───── Excerpted data ─────

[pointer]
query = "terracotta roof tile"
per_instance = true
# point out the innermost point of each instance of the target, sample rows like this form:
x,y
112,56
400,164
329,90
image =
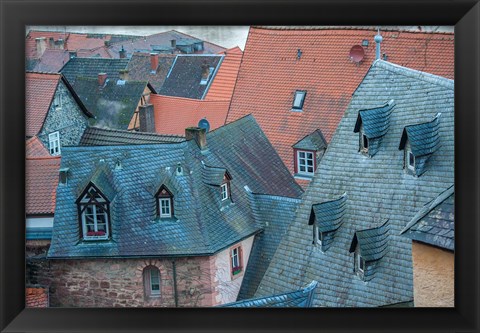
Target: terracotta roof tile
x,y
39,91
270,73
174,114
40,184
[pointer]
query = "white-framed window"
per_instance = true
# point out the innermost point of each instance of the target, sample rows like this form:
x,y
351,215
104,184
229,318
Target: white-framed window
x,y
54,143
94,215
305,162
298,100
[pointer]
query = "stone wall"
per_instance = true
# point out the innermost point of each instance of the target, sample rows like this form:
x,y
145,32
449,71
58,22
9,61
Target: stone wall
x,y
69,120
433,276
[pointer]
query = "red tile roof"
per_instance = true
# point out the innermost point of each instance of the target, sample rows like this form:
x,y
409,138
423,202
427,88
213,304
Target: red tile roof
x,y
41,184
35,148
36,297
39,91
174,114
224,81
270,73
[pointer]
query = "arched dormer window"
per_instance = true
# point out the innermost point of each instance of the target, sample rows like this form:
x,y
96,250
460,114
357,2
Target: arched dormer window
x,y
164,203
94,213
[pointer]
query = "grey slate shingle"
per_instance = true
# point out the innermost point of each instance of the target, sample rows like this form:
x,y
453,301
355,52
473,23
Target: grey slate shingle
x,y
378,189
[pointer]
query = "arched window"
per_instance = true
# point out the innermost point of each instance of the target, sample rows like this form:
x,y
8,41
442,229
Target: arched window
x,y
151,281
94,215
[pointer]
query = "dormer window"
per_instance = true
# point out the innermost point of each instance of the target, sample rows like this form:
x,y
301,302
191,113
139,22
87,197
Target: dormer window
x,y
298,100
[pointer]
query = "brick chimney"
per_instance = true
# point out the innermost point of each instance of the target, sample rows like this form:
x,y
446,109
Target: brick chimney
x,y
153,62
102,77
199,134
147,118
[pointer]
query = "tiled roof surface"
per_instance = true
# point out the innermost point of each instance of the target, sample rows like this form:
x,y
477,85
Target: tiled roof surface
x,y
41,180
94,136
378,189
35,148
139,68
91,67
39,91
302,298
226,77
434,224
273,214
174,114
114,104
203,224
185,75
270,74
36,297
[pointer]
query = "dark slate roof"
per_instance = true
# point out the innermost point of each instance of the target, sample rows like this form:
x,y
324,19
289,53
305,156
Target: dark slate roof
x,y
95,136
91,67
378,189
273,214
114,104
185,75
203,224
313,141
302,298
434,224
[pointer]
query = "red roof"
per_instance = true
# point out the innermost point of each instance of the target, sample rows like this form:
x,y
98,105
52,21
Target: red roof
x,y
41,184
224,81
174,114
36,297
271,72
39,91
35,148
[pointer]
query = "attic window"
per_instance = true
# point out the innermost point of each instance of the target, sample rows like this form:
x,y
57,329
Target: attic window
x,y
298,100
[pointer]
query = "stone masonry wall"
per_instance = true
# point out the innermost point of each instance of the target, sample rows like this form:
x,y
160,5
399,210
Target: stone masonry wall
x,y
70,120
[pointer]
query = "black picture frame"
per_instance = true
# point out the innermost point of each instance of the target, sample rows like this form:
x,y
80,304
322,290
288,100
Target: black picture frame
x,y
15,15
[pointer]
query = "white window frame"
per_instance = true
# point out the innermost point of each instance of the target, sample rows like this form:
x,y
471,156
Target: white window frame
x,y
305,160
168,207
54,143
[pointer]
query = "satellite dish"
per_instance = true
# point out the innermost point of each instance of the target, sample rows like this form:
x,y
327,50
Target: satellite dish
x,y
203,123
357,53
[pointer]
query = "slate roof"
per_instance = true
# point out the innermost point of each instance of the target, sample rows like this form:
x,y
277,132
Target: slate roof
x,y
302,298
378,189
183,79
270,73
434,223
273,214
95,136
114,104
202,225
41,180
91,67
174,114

─────
───── Excerpted data ─────

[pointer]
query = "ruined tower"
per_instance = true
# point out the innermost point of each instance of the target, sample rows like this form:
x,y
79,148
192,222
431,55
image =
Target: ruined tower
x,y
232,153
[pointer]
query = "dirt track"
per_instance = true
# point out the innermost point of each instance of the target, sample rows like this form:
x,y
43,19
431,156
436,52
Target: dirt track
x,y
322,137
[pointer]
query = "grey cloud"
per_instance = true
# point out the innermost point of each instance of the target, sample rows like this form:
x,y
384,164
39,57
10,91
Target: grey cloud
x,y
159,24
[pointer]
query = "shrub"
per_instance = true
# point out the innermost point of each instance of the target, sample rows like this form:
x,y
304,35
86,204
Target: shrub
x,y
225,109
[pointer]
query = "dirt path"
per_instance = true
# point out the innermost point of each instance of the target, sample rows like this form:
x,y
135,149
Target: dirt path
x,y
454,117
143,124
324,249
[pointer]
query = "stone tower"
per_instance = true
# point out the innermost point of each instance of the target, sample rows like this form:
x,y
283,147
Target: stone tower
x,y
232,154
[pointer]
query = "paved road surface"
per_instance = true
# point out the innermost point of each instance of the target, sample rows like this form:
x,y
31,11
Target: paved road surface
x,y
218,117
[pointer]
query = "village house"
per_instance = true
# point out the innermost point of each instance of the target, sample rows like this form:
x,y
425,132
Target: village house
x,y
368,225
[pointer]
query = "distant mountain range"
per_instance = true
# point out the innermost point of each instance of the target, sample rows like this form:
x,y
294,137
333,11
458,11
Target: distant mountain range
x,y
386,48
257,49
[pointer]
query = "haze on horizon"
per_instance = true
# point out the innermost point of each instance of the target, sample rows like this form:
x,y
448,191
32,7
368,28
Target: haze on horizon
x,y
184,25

─────
───── Excerpted data ─────

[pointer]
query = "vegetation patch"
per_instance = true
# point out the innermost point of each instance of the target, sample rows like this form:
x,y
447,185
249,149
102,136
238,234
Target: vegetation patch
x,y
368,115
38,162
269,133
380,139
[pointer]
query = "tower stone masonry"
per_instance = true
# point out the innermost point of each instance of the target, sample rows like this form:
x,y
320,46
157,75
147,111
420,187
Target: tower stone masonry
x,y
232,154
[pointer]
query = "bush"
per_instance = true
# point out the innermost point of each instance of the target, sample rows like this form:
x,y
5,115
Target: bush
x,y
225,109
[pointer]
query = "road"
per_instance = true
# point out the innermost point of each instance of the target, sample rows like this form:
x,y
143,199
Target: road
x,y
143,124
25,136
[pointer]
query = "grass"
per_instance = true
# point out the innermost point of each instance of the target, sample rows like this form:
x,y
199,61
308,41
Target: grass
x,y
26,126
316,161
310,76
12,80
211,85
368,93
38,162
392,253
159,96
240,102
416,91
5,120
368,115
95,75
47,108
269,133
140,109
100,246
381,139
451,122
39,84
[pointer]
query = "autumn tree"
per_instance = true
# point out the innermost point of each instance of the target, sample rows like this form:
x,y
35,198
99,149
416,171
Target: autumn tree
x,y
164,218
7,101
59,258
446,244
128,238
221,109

─────

## What to work on
Can you find each line in the records that contains the word "picture" and copy those lines out?

## Solution to this exercise
query = "black picture frame"
Target: black picture frame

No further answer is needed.